■ What is expected ■
Extract each line of the entries below that contains the word "house", and copy every such line in full.

* start Provided information *

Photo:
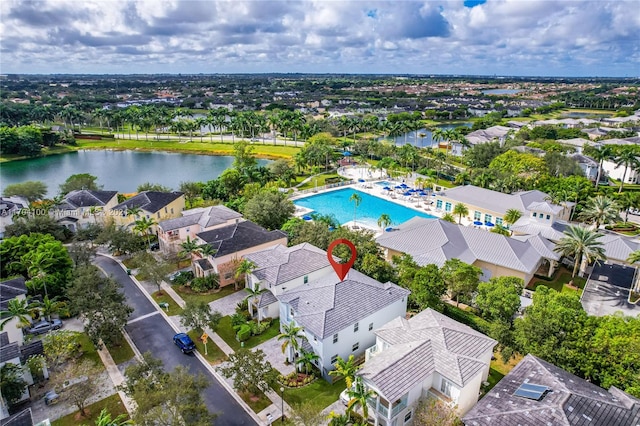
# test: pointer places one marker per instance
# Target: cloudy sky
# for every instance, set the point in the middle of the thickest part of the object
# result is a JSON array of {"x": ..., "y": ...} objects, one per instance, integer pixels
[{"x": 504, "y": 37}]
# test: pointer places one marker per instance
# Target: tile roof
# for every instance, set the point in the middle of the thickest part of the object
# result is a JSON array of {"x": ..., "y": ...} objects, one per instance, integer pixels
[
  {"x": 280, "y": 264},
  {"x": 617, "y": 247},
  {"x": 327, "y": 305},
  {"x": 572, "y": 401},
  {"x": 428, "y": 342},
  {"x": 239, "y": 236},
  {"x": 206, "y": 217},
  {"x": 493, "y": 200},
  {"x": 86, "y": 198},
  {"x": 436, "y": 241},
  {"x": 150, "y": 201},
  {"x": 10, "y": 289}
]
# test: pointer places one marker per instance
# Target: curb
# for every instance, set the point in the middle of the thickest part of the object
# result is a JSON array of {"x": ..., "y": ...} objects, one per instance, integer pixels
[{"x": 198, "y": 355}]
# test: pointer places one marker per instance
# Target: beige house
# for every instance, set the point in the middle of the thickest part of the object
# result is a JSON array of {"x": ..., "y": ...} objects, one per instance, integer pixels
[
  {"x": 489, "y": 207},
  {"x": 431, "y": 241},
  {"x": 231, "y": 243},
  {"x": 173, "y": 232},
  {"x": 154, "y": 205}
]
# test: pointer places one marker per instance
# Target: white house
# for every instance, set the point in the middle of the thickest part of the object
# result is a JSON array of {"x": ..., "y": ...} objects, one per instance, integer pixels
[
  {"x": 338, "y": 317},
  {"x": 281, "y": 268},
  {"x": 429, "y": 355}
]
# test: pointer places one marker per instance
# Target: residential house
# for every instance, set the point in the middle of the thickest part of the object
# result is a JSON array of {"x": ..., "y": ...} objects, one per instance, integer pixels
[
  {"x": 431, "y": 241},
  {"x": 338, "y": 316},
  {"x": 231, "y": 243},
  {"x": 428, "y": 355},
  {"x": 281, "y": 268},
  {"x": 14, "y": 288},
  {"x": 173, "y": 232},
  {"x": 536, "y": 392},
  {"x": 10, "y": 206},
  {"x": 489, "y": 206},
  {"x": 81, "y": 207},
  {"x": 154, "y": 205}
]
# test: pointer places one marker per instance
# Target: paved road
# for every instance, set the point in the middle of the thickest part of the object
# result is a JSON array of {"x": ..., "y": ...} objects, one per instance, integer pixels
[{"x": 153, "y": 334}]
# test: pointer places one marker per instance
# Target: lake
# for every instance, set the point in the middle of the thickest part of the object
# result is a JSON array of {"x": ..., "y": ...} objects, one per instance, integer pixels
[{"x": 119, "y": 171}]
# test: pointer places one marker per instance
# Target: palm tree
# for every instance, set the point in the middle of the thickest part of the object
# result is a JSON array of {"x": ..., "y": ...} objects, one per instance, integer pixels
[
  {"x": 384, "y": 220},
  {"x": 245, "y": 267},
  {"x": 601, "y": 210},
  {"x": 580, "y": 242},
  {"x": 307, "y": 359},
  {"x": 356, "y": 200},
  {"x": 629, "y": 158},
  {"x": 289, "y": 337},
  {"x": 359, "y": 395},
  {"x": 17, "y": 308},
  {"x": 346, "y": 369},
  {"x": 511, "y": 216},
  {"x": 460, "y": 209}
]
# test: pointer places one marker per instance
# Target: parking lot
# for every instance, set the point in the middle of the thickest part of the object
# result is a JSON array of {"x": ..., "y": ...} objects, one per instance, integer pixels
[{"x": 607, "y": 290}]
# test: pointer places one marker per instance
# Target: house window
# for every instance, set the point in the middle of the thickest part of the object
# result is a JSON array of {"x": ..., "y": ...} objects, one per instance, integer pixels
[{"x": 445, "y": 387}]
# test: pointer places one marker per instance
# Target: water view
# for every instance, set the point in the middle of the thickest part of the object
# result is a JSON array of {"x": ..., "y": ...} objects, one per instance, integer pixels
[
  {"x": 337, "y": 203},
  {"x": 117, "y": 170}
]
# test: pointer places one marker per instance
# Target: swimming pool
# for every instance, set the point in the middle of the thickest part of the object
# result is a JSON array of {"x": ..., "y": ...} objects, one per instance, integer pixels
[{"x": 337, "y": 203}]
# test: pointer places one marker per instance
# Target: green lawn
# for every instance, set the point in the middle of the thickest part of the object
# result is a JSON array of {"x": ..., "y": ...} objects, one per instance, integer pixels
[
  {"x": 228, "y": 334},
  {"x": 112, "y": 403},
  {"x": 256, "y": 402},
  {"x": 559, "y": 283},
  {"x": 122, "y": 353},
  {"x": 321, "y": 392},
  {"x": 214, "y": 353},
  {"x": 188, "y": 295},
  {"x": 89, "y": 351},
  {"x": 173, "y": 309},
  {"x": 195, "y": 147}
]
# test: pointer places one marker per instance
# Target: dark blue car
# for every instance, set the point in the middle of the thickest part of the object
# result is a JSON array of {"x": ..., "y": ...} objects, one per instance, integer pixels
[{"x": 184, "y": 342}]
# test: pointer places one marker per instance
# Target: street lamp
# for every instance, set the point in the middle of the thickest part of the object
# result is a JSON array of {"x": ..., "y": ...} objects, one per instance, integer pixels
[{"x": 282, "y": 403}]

* end Provided information *
* start Provided information *

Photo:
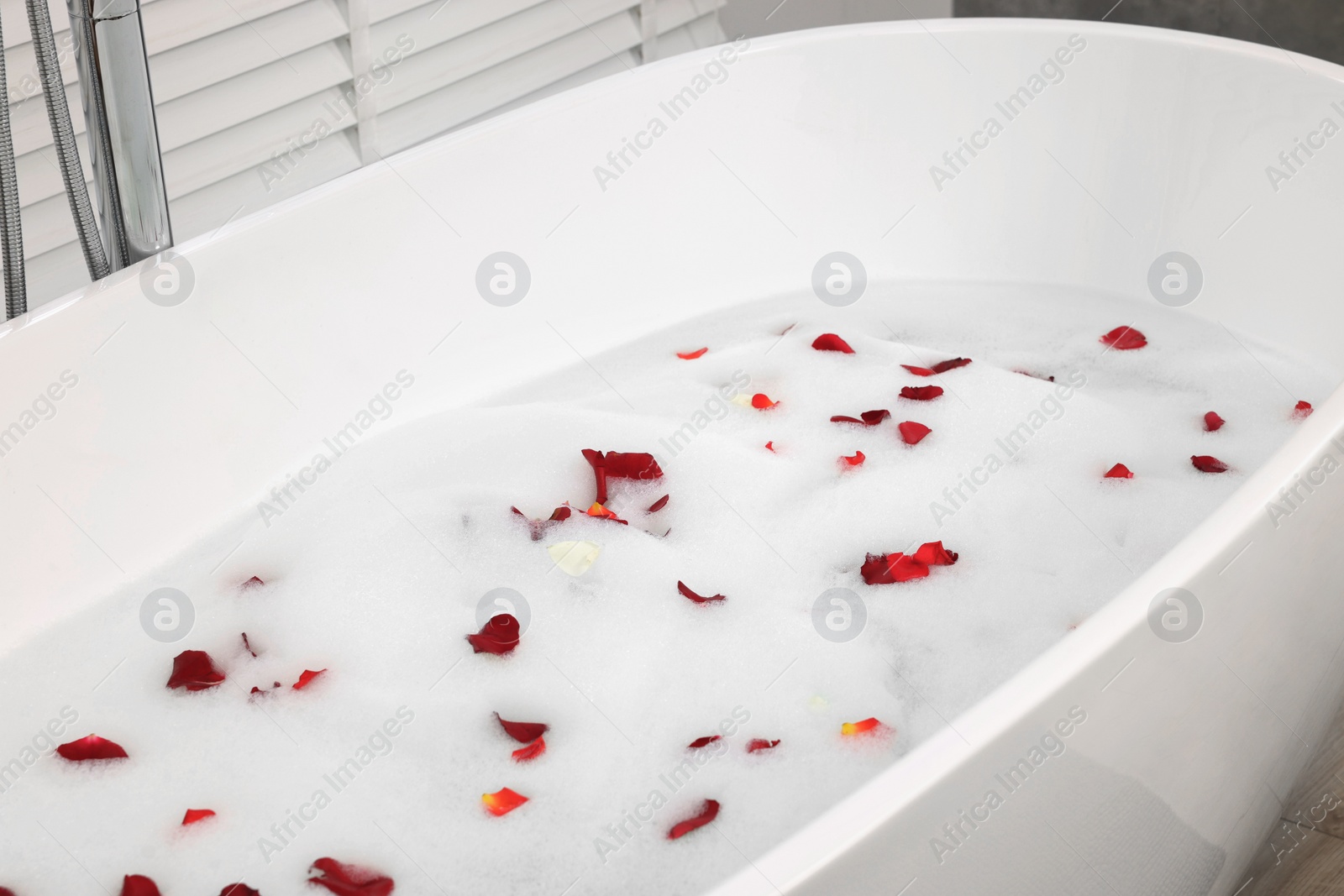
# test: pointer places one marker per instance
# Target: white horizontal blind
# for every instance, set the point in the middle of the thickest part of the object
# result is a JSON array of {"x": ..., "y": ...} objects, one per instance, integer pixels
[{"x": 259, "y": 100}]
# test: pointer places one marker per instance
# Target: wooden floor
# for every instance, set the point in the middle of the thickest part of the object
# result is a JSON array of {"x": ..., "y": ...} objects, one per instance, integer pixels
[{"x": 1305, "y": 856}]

* end Provided information *

■ Task result ■
# Target: beige house
# Target: white house
# Target: residential house
# Target: house window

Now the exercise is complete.